- Exercise input:
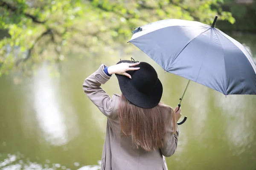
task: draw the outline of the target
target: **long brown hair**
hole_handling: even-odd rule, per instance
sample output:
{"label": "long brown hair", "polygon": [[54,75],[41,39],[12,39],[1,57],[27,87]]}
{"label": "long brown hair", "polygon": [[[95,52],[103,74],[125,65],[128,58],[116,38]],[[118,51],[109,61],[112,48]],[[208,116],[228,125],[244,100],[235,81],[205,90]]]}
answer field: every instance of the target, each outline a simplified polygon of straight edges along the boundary
{"label": "long brown hair", "polygon": [[[133,105],[121,94],[118,109],[122,137],[130,136],[134,146],[145,150],[155,150],[164,146],[166,139],[166,123],[172,123],[174,131],[176,123],[173,109],[160,102],[151,108]],[[171,116],[166,120],[167,109]]]}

- What you will do:
Reproduce every line of the items above verbatim, omitting the pictures.

- Written solution:
task: draw the outline of the target
target: **long brown hair**
hole_handling: even-odd rule, per instance
sample output:
{"label": "long brown hair", "polygon": [[54,75],[41,39],[12,39],[1,57],[27,87]]}
{"label": "long brown hair", "polygon": [[[95,52],[103,74],[125,65],[128,58],[116,38]],[[118,51],[109,61],[112,48]],[[208,116],[228,125],[244,100],[235,81],[205,90]]]}
answer field: every instance of the target, each outline a simplified polygon of straight edges along the boundary
{"label": "long brown hair", "polygon": [[[133,105],[121,94],[118,109],[122,137],[130,136],[134,146],[145,150],[155,150],[164,146],[166,139],[166,123],[172,123],[174,131],[176,123],[173,109],[160,102],[151,108]],[[171,116],[166,120],[167,109]]]}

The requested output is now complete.